I need help from an RN!!

  1. 0
    I need help from an RN!! I am writing a paper for english and I need to interview someone who works in my major, if you could please, take time from your busy schedule and reply to these 10 questions, and allow me to msg you if I need clarification it would be awesome!! I know all of you are busy but I really need this help.. Nurses in peds or ob/gyn preferred, but all answers appreciated!!! My e-mail is blw7790@hawkmail.hacc.edu, you can e-mail me or respond in the post, and I can either reply to this post if I need clarification or you can e-mail me your e-mail address!!!

    1.How do you know nursing was the career for you?
    2.Did money influence your decision to become a nurse or was it based soley on your passion for nursing?
    3.What is the most difficult part of your work day?
    4.What is your specialty, and why did you choose it?
    5.How important is Math in nursing, and what would you say to students who struggle with the subject.
    6.How long did it take you to find a job after graduating, and where was it? ( hospital, nursing home, etc... )
    7.Death is a part of life and is most often the most feared. Have you ever had a patient die and if so how did you handle it?
    8.One negative thing I've heard about nursing is you don't get breaks. Is it true, and do you agree with the practice?
    9.Currently I am student pursing my ADN. How important is it to continue on to get a BSN?
    10. I want to specialize in pediatrics or labor and delivery. What advice to you give to reach my goal?
    Thanks in advance to anyone who replies!
    Brandi
  2. 7 Comments so far...

  3. 0
    I am a RN BSN I work in telemetry and bariatric surgery

    1. i was 21 and hadnt taken many college credits, and my mom asked me what i was gonna do with my life and she told me she had connections to an LPN program so I got in and the more I did it the more I studied it, i found it intresting and saw lots of possibilities at the time

    2. Money influenced YES, But personally i just wanted to do something and i was 21 without a degree at dead end jobs... and to do something good plusget paid well sounded GREAT!

    3.coworkers other nurses, doctors, mostly just the hierarchy in the medical. field.

    4. my specialty chose me. i work for the best hospital with the best benefits. so i was just happy to get in the door.

    5.not very important its usally all done for you , just with some drips , there is a formula and if you know how to use a calculator you'll be fine

    6. after LPN Nursing home and the day of graduation i had three offers as a GPN, not even licensed... it was 2002 and the jobs where endless, i would get hired in flip flops and shorts,

    after RN Hospital nevers worked as a GN being that i was a LPN prior, but i was hired as a RN right away too. again 2005 and the jobs where everywhere too

    7. i had a patient die in nursing school the fist time. i was in shock i had never been around that i looked around took it all in and said a quite little prayer in my head for the patient , and moved on.

    as an LPN i was working at a nursing home and a coworker a nurse started crying when a patient had passed away, i asked her if she knew him how long had he been admitted here , 2 weeks .... so it shows everyone reacts differently, i keep it at work and professional. there is other things in nursing that will shock you much more than death! you will learn thaT! ;O)

▬▬▬▬▬▬▬▬▬▬

### [Set of tasks]
• a. Repeat the nursing forum thread word for word, from "4.What is your" up to and including "Comments so far...".
• b. List every abbreviation for a nursing degree or job title that appears in the nursing forum thread.
• c. Take the nursing forum thread further, picking up right after its last sentence.
The listing has nothing to do with the nursing forum thread.

▬▬▬▬▬▬▬▬▬▬

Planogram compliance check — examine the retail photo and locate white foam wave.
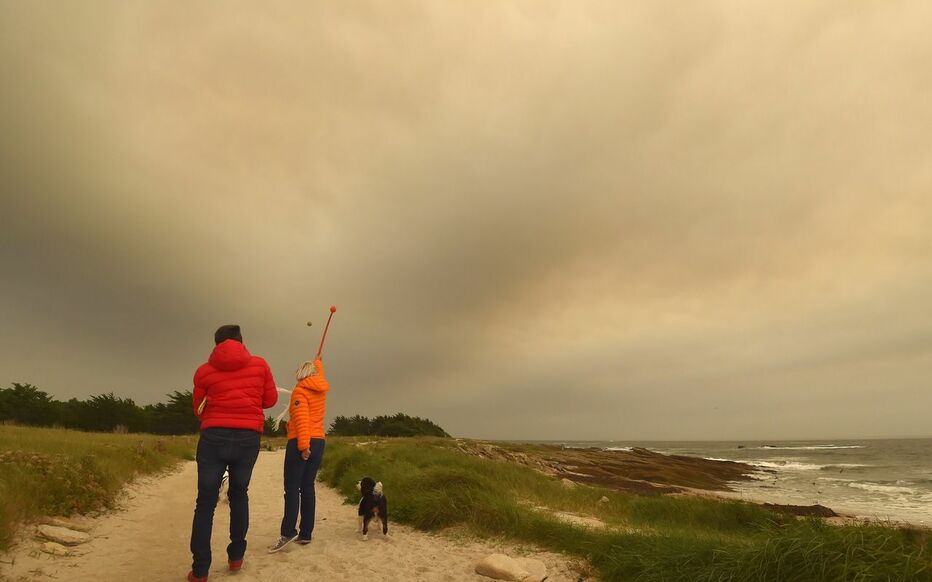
[757,445,867,451]
[751,461,822,471]
[848,481,919,495]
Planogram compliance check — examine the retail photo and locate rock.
[764,503,838,517]
[42,517,91,533]
[39,542,71,556]
[476,554,531,582]
[514,558,547,582]
[38,525,91,546]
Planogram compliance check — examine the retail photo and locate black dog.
[356,477,388,540]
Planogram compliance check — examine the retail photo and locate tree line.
[327,412,450,437]
[0,382,450,437]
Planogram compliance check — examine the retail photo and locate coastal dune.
[0,451,579,582]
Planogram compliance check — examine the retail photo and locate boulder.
[476,554,531,582]
[39,542,71,556]
[38,525,91,546]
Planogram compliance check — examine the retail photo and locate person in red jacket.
[269,358,330,553]
[188,325,278,582]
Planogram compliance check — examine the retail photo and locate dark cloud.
[0,2,932,439]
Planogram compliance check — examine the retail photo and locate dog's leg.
[379,496,388,536]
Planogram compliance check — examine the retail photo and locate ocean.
[550,439,932,527]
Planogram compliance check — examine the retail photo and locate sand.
[0,451,579,582]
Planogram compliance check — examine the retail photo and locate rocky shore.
[456,440,758,495]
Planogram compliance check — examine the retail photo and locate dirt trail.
[0,451,578,582]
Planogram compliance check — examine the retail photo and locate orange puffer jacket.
[288,360,330,451]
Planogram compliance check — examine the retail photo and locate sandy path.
[0,451,578,582]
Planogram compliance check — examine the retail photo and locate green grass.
[321,438,932,582]
[0,425,197,549]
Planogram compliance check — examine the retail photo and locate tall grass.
[0,425,196,548]
[321,438,932,582]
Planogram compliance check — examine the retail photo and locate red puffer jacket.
[194,340,278,432]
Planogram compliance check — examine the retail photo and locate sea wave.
[757,445,867,451]
[750,461,822,471]
[848,481,919,495]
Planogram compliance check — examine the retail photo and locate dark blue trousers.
[281,439,327,540]
[191,428,260,577]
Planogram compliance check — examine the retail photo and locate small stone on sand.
[39,542,71,556]
[38,525,91,546]
[476,554,531,582]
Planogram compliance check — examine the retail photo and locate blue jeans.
[281,439,327,540]
[191,428,261,577]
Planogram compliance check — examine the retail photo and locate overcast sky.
[0,0,932,439]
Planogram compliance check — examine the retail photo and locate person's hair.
[214,324,243,344]
[294,360,317,382]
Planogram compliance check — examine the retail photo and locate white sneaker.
[269,535,298,554]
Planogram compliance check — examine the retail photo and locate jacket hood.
[207,340,252,372]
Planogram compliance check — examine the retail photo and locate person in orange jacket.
[269,358,330,553]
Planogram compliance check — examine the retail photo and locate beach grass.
[321,438,932,582]
[0,425,197,549]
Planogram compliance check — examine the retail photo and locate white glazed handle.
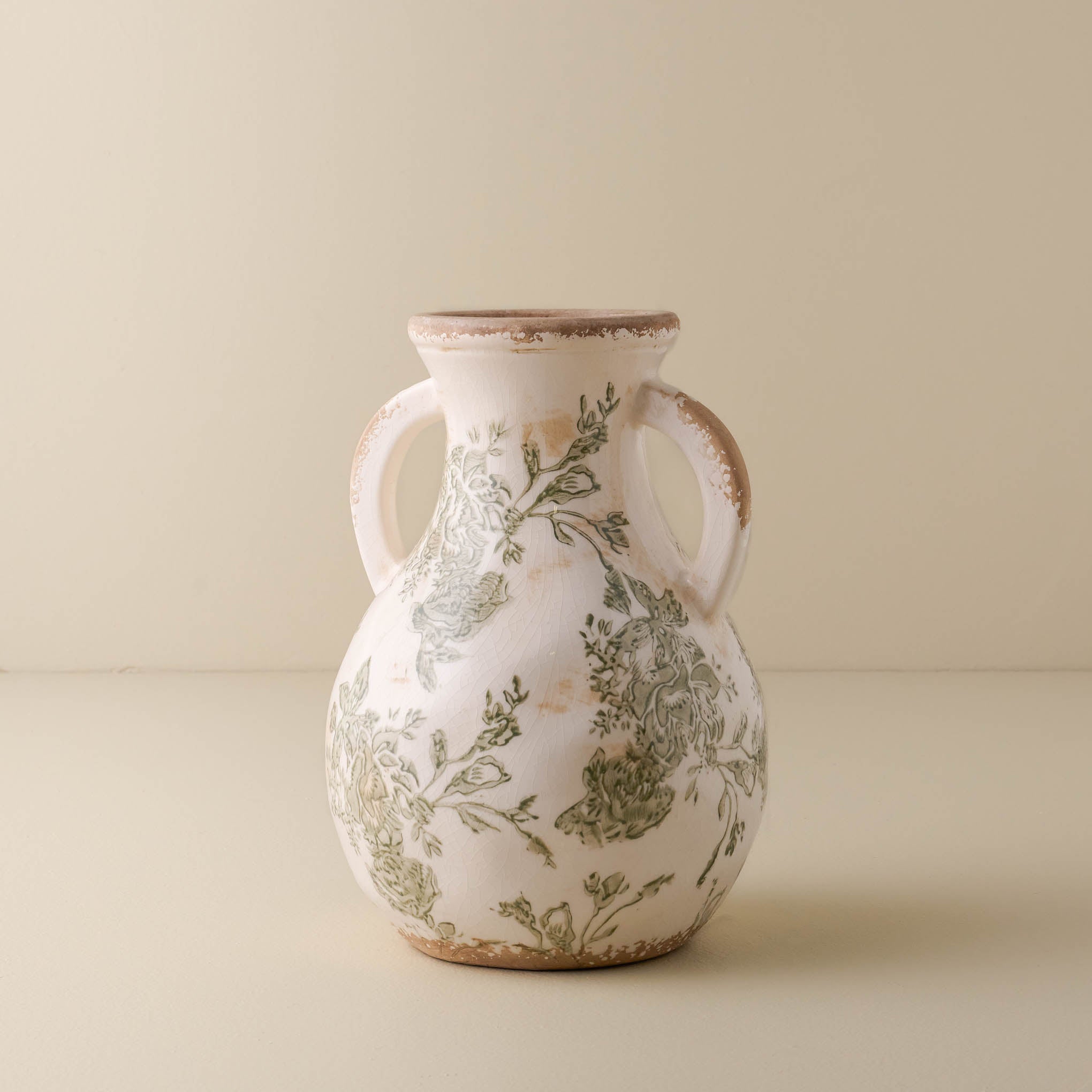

▬▬▬▬▬▬▬▬▬▬

### [Results for the exercise]
• a.
4.What is your specialty, and why did you choose it?
    5.How important is Math in nursing, and what would you say to students who struggle with the subject.
    6.How long did it take you to find a job after graduating, and where was it? ( hospital, nursing home, etc... )
    7.Death is a part of life and is most often the most feared. Have you ever had a patient die and if so how did you handle it?
    8.One negative thing I've heard about nursing is you don't get breaks. Is it true, and do you agree with the practice?
    9.Currently I am student pursing my ADN. How important is it to continue on to get a BSN?
    10. I want to specialize in pediatrics or labor and delivery. What advice to you give to reach my goal?
    Thanks in advance to anyone who replies!
    Brandi
  2. 7 Comments so far...

• b. RN, BSN, ADN, LPN, GPN, GN

• c.
    8. like i said i work at the best hospital i get a nurse to patient ratio and i get a mandatory 1 1/2 break on a 12 hr shift. its non profit unionized hospital, they may not be as pretty but they treat their staff MUCH BETTER. you'll learn that too....
    granted if your having a bad night you dont take the break, but for the most part you could.

    9. when you do your rotation there be the best you can be , try to get connections with nurse managers and maybe even volunteer there. thats the best advice i can give you... jobs are far and few in between. goodluck

    hope this helps

    your lucky its a slow night for me!
  4. 6
    Now that Booyarn's given you a serious response, I can now exercise my mischievous tendencies....

    1.How do you know nursing was the career for you?

    Sado-masochistic tendencies

    2.Did money influence your decision to become a nurse or was it based soley on your passion for nursing?

    Neither, I wanted a nurses uniform so I could play doctor/nurse with Hubby

    3.What is the most difficult part of your work day?

    Getting out of bed.

    4.What is your specialty, and why did you choose it?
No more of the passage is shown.